Passage for review:
As maize yield keeps dwindling due to erratic rains and degraded soils, farmers in Nkhata Bay are reverting to bananas to generate income for buying food and other basics.
Mpamba and Chikwina residents in the hilly shoreline districts have a long history of growing bananas, but yields keep falling due to frequent episodes of drought and widespread infestation of banana bunchy top disease.
Banana plantations across the country have been shrinking since the virus was discovered in Nkhotakota over a decade ago. The infestation has compelled farmers to uproot banana trees and replace them with disease-free seedlings. The government also distributes clean suckers to stop the crisis as the country currently imports truckloads of bananas from Tanzania and Mozambique.
However, some affected farmers in the interior of Traditional Authority Timbiri are turning to a dwarf banana variety, named William, to beat the devastating effects of climate change and disease.
“As the rainy season is mostly characterised by lengthy dry spells, William has proved resilient to drought. In dry conditions, this variety yields more than the taller varieties that we grew up growing in this area. Interestingly, it is resistant to the merciless disease wiping our out bananas,” says Chrissy Sisya, a member of Takondwa Club in Kamphomombo Village.
Sisya was speaking in the middle of a communal banana nursery comprising 155 planting stations. As the bananas multiply, interested farmers acquire suckers to plant in their upland fields, even to replace diseased plantations.
The banana-growing group has 12 members, including eight women. Sisya has 150 banana trees in her farm located on a raised ground.
“Many people grow bananas in valleys, but William thrives anywhere, even in highlands, since it can do with dry conditions,” she explains.
The woman sells bananas to generate income for supporting her family and saves some proceeds with a village banking group where she obtains low-interest business loans with ease.
“With bananas, you harvest all year round. If some food crops fail, we sell some bananas and buy food so that our families do not starve. Besides, the banking group helps us save some money in readiness for hardships caused by climate change,” she brags.
The newly introduced dwarf bananas in the cassava-growing village testify to the importance of the banana nursery where planting stations have tripled in two years.
Sisya’s club constantly passes on the suckers to interested farmers in a relay race sustained by the zeal to transform the hilly locality into a banana belt free from hunger and poverty despite weather shocks caused by climate change.
“We want new groups to benefit,” says James Mgoboza-Mhone, a model farmer who mentors his neighbours to reap bumper yields with the changing climate.
Apart from putting money in farmers’ pockets, Mhone says, bananas also help control the loss of topsoil in crop fields. The United Nations (UN) Food and Agriculture Organisations (FAO) reports that in the country, a crop field the size of a football ground loses up to 29 tonnes of soil a year.
The loss of fertile soils is worsening hunger and poverty. Farmers scarcely get bumper harvests in their breached fields gullied by water running off the ground. This makes livelihoods fragile as climate change bites harder,” says the lead farmer.
The banana farmers got the initial seedlings from agriculturalists at Mpamba Extension Planning Area in Nkhata Bay. This is part of the Adapt Plan project supported by the UN Development Programme (UNDP) and Global Environment Facility (GEF) to make people in the Least Developed Countries resilient to climate change.

Listed entries:
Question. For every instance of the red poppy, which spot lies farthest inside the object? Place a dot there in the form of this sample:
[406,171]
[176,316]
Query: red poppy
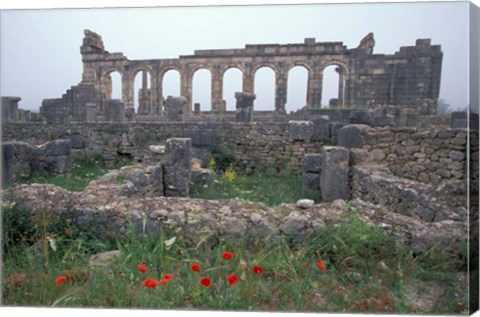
[257,269]
[320,265]
[206,281]
[232,279]
[164,281]
[227,255]
[195,267]
[60,280]
[150,283]
[142,268]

Task requirements: From the article on banana growing in Nkhata Bay, write out word for word the passage starting with "As maize yield" and going on through "and other basics.".

Your solution:
As maize yield keeps dwindling due to erratic rains and degraded soils, farmers in Nkhata Bay are reverting to bananas to generate income for buying food and other basics.